▶
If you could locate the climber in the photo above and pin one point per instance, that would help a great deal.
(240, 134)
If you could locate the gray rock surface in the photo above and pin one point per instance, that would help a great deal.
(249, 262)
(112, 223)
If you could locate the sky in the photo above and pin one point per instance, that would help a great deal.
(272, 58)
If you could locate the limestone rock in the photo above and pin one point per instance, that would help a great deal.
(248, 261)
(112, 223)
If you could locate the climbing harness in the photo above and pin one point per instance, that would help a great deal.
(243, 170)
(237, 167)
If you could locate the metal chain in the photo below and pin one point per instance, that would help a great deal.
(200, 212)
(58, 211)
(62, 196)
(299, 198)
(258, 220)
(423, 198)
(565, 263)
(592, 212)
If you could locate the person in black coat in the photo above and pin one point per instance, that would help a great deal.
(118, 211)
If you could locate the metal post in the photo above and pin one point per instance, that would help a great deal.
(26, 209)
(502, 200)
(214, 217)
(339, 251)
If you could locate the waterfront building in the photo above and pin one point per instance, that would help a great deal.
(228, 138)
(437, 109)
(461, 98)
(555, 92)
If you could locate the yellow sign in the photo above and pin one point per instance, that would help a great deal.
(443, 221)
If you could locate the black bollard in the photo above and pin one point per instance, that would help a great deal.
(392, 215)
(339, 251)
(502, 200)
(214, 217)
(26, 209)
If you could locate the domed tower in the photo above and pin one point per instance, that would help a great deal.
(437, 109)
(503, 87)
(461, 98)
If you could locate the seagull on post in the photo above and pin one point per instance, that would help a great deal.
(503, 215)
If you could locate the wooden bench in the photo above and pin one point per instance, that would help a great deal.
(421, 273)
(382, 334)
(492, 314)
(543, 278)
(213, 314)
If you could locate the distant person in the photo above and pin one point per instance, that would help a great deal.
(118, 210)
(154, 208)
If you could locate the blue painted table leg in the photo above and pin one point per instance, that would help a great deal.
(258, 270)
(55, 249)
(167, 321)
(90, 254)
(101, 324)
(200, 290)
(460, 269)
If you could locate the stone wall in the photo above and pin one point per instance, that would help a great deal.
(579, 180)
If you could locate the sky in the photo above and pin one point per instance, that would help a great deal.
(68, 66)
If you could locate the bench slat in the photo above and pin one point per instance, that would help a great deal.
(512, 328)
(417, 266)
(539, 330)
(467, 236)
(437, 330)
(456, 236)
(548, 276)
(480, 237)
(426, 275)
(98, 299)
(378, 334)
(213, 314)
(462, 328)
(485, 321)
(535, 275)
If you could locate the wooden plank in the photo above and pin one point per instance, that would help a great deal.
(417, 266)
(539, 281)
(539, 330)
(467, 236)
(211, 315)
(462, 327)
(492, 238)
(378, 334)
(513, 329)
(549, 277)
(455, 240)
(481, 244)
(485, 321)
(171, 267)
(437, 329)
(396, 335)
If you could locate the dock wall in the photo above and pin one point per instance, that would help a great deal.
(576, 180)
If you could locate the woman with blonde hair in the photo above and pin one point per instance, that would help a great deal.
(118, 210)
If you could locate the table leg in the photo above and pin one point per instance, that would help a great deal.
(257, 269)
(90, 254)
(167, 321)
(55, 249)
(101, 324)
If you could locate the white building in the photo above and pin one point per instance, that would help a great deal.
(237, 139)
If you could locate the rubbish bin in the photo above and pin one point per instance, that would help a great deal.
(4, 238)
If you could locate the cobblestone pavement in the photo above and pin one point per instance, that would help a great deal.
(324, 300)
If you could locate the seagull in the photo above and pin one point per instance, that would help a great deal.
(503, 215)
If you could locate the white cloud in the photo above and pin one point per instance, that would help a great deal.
◀
- Work to be completed -
Put every one of the records above into a numbered list with one item per line, leaving out the blank lines.

- Output -
1. If you could locate the climber in the photo above and pin one point per instance, that would help a great deal.
2. (240, 134)
3. If you could locate the gray rock surface in the photo above and pin one point per instance, that would help a great deal.
4. (249, 262)
5. (112, 223)
6. If you could locate the sky in the photo above and pin one point per instance, that would help a great deal.
7. (272, 58)
8. If you could locate the limestone rock in the photo above and pin one point per instance, that would help a great deal.
9. (248, 261)
10. (112, 223)
11. If you could locate the climbing harness in the photo above and pin one point per instance, that would help a great deal.
12. (243, 170)
13. (237, 167)
14. If you could locate the metal chain in the photo below and pin one point per instance, that would help a great deal.
15. (200, 212)
16. (58, 211)
17. (62, 196)
18. (299, 198)
19. (258, 220)
20. (423, 198)
21. (565, 263)
22. (592, 212)
23. If you could locate the person in black coat in the photo above and pin one point per instance, that would help a great deal.
24. (118, 211)
25. If you could locate the metal post in the photo above and pin one point per instance, that would help a great deal.
26. (26, 209)
27. (502, 200)
28. (214, 217)
29. (339, 251)
30. If you could locate the waterfront building in the photo above and pin one point per instance, that would help a great deal.
31. (228, 138)
32. (437, 109)
33. (461, 98)
34. (555, 92)
35. If you could locate the yellow sign in the photo above and pin one point per instance, that would help a great deal.
36. (443, 221)
37. If you could locate the black bollard in the photo above and pin one point per instance, that would help a great deal.
38. (392, 215)
39. (339, 251)
40. (502, 200)
41. (214, 217)
42. (26, 209)
43. If you could locate the domed tower in the photo above and pin one point per instance, that would help a great deal.
44. (437, 109)
45. (503, 87)
46. (461, 98)
47. If you could locate the seagull on post in the photo above and pin one point per instance, that would help a great deal.
48. (503, 215)
49. If you could locate the wooden bench in the photo above and pin one point per instance, that would help a great deal.
50. (421, 273)
51. (382, 334)
52. (492, 314)
53. (543, 278)
54. (213, 314)
55. If you could locate the distant person in the photo above and pin one point per instance, that would help a great deal.
56. (118, 210)
57. (154, 208)
58. If you could locate the blue painted table leg in the photo above and pin one point per instance, that would help a great deal.
59. (258, 270)
60. (55, 249)
61. (167, 321)
62. (90, 254)
63. (101, 324)
64. (200, 290)
65. (460, 269)
66. If you could locate the stone wall in the photo above and pin one point per instance, that would help a great deal.
67. (579, 180)
68. If you could locate the sky in the photo above and pin one point per instance, that would help a great deal.
69. (68, 66)
70. If you could locate the bench slat in the photo above and pin one point per instance, that would help a great deal.
71. (512, 328)
72. (417, 266)
73. (539, 330)
74. (467, 236)
75. (437, 330)
76. (456, 236)
77. (548, 276)
78. (480, 237)
79. (426, 275)
80. (98, 299)
81. (378, 334)
82. (213, 314)
83. (462, 328)
84. (485, 321)
85. (535, 275)
86. If you could locate the wooden plank in the photo above and pin one point per instance, that would help a great deal.
87. (417, 266)
88. (539, 281)
89. (539, 330)
90. (467, 236)
91. (211, 315)
92. (462, 327)
93. (492, 238)
94. (378, 334)
95. (513, 329)
96. (549, 277)
97. (455, 240)
98. (481, 244)
99. (485, 321)
100. (171, 267)
101. (437, 329)
102. (396, 335)
103. If you could locate the dock wall in the photo above and pin one point per instance, that would help a great deal.
104. (576, 180)
105. If you could locate the woman with blonde hair in the photo above and pin one point per instance, that would help a great deal.
106. (118, 210)
107. If you could locate the table leg in the photo above and pin one point per instance, that would help a great deal.
108. (257, 269)
109. (90, 254)
110. (167, 321)
111. (55, 249)
112. (101, 324)
113. If you could locate the white building in the photo above and pin one point per instance, that would help a great deal.
114. (237, 139)
115. If you could locate the rubbish bin in the photo above and pin one point per instance, that would help a great deal.
116. (4, 238)
117. If you could locate the cobblestone pavement in the photo above and pin one point per instance, that would help a great deal.
118. (324, 300)
119. If you could locate the seagull in the photo above and pin one point per instance, that would help a great deal.
120. (503, 215)
121. If you could locate the white cloud in the photo above and pin one point per instance, that would help a great deal.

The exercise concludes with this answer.